:: ENTRIES SUPPLIED ::

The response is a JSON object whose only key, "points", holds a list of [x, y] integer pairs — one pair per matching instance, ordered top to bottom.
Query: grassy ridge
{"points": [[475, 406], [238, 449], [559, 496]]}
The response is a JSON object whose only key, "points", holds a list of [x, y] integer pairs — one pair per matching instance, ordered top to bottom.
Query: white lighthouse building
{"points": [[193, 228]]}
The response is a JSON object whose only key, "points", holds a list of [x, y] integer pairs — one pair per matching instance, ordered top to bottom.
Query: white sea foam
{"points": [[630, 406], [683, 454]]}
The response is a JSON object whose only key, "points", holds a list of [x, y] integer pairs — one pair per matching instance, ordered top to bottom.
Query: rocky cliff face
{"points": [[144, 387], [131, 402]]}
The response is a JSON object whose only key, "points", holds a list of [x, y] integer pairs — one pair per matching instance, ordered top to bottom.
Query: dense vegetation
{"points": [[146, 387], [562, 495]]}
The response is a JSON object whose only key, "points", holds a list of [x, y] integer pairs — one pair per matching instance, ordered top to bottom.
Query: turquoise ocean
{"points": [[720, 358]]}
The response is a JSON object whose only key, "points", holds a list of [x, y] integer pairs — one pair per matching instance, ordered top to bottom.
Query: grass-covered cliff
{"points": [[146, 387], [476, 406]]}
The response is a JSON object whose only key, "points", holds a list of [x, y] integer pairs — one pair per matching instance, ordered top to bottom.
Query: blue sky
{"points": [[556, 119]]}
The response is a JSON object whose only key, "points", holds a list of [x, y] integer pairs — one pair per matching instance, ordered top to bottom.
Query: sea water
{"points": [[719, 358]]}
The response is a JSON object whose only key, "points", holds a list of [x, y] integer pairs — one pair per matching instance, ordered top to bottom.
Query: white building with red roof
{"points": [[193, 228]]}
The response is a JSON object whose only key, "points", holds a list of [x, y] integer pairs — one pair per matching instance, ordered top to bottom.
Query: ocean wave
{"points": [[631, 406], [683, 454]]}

:: ACTIVITY ::
From the line that contains "Query: turquoise ocean" to the last line of the data, write out each line exactly and add nothing.

:: PROBLEM SOLUTION ::
Query: turquoise ocean
{"points": [[720, 358]]}
The response is a JSON object whose only key, "points", holds a list of [x, y] integer pairs — one pair per matching instance, ordered top to bottom.
Query: grass-covered cliff
{"points": [[146, 387], [476, 406]]}
The response is a JSON object whose only key, "points", holds a list of [x, y] integer pairs — one pair per matching instance, ordered top to bottom.
Query: blue sky
{"points": [[556, 119]]}
The response is a JSON object whose only key, "points", holds a list of [x, y] integer pairs — one pair per matching instance, ordered top to bottom.
Query: sea water
{"points": [[719, 358]]}
The response is a JSON object whose only key, "points", holds a list of [x, y] integer pairs — one pair per matching instance, ordered top to bottom.
Query: white building with red roof
{"points": [[193, 228]]}
The response is a JSON object whose only key, "points", holds a list of [x, y] integer pairs — one pair per matching instance, ordered top to bottom.
Query: ocean wave
{"points": [[631, 406], [683, 454]]}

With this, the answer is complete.